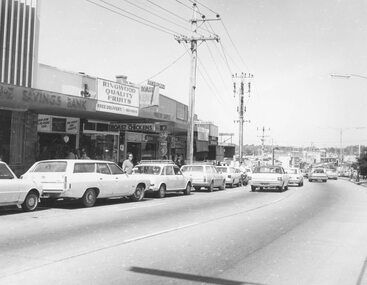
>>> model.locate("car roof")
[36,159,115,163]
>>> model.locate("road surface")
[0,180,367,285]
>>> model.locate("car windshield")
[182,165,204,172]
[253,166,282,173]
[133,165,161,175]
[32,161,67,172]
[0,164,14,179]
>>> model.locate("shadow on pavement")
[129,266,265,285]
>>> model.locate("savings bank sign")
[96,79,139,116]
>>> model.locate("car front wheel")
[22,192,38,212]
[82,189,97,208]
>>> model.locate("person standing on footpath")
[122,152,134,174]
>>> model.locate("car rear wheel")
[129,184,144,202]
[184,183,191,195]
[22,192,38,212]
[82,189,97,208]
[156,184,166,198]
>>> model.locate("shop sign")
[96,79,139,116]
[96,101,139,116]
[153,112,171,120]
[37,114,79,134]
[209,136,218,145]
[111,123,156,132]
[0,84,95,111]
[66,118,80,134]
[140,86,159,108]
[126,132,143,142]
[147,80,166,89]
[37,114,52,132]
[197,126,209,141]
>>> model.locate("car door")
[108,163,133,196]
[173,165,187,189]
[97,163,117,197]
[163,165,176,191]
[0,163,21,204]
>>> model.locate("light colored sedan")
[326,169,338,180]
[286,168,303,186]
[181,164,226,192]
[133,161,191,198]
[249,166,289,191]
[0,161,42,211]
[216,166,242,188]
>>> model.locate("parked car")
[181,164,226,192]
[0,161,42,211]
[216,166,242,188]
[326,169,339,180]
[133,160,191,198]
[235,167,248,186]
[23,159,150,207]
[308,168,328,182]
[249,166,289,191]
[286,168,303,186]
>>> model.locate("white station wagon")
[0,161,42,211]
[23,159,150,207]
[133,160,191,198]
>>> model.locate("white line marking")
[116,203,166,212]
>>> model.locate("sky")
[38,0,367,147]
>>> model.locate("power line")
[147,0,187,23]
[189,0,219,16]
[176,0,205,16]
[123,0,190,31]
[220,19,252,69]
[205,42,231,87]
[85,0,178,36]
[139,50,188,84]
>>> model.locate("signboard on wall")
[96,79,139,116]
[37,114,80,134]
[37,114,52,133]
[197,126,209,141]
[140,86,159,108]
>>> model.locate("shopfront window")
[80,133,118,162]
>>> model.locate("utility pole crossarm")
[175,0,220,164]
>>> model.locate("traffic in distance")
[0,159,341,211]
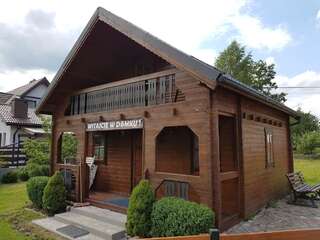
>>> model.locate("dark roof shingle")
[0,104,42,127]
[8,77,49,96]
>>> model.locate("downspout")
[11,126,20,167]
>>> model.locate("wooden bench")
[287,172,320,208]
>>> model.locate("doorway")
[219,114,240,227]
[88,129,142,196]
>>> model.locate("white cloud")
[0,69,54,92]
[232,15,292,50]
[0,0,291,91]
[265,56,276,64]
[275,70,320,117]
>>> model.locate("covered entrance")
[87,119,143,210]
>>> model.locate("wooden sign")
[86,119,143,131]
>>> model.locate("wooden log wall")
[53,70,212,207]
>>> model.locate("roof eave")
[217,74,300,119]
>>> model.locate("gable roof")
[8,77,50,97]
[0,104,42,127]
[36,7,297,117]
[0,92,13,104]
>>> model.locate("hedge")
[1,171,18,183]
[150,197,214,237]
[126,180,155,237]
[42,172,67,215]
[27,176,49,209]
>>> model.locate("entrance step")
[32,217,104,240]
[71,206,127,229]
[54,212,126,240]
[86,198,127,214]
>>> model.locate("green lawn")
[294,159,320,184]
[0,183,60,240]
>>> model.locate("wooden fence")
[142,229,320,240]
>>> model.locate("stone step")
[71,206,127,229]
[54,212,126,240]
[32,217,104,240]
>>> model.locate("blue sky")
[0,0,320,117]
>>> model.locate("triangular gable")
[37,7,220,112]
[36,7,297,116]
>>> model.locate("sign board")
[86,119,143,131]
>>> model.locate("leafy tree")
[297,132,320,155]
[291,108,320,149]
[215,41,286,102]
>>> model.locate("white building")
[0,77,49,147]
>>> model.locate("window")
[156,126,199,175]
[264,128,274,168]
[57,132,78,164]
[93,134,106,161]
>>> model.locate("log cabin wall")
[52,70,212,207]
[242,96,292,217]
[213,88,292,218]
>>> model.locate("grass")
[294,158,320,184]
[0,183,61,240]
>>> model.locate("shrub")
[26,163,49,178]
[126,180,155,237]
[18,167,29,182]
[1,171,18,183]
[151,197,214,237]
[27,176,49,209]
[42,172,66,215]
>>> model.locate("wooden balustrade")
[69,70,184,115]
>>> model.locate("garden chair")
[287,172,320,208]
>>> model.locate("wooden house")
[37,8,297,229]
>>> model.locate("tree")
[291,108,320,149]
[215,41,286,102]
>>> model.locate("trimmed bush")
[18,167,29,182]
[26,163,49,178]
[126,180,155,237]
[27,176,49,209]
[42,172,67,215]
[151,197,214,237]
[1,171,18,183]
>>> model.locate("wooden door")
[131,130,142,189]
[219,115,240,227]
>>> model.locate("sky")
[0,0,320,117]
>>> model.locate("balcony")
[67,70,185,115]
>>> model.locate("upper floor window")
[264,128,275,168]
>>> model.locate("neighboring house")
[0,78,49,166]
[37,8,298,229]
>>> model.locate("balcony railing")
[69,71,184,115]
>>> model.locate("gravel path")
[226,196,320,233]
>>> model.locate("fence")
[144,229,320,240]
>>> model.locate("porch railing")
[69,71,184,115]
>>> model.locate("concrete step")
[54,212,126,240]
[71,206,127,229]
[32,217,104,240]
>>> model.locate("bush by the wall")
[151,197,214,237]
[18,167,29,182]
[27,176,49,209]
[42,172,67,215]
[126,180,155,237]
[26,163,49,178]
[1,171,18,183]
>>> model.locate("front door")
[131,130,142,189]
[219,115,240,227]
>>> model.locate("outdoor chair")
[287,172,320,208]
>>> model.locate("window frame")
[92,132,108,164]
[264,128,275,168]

+ + + + + + +

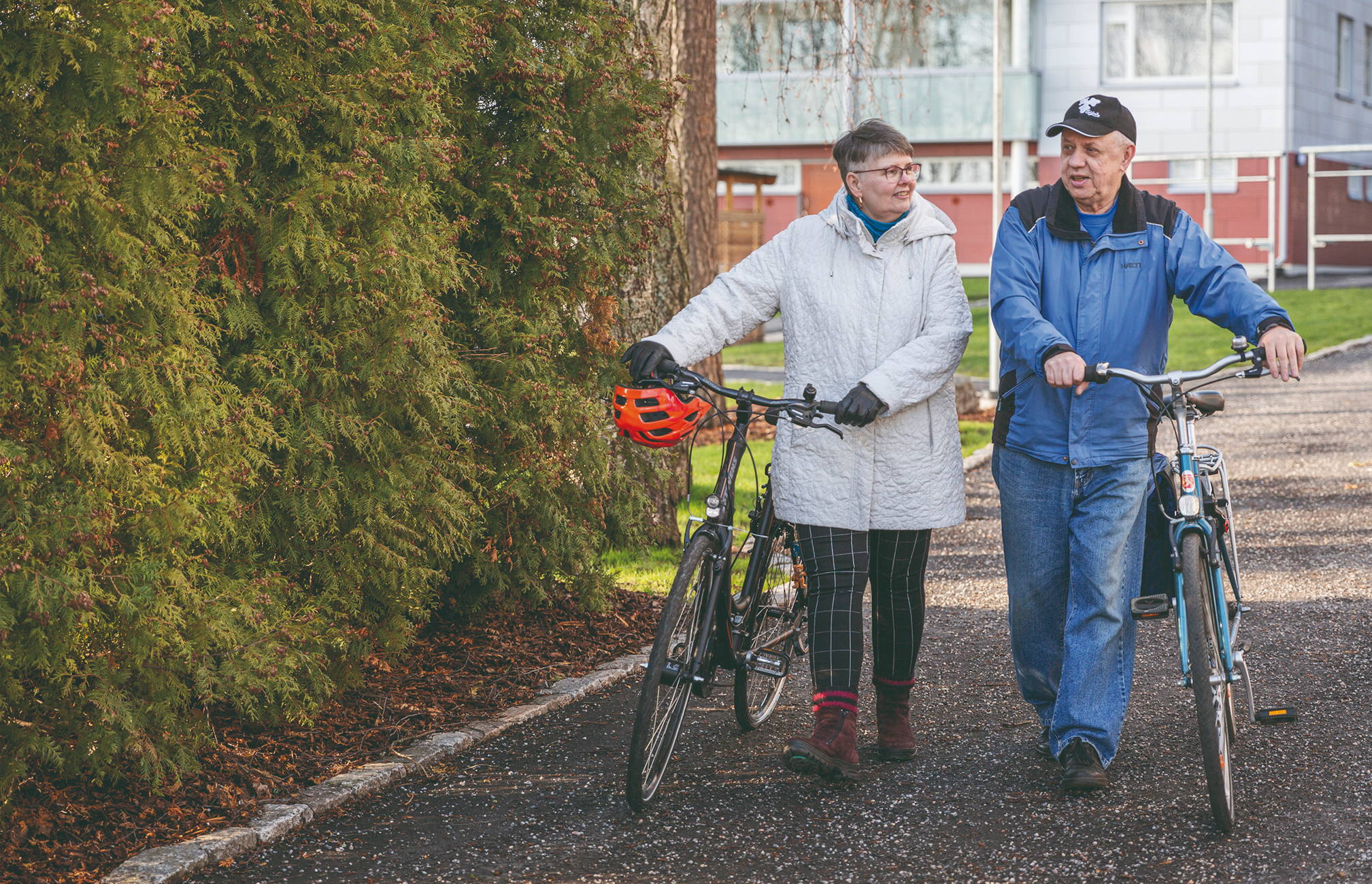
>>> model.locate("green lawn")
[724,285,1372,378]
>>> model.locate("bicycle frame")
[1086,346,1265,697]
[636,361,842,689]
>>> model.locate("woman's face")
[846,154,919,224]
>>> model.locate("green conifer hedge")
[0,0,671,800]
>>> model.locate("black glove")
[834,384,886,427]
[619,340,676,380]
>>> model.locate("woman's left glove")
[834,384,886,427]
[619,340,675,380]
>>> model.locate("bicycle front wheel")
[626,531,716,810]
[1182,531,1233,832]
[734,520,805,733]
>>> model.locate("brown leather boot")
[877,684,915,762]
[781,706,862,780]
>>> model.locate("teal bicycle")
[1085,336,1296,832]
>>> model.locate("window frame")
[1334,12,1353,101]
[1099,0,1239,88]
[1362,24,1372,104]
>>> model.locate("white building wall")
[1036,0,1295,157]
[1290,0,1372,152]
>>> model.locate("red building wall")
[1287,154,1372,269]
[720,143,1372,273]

+ + + + + + +

Required task
Pull out every line in the rows above that contains the word "glove", and copy each one in full.

Result for this task
>>> model.locate("black glove")
>>> model.locate("woman's left glove")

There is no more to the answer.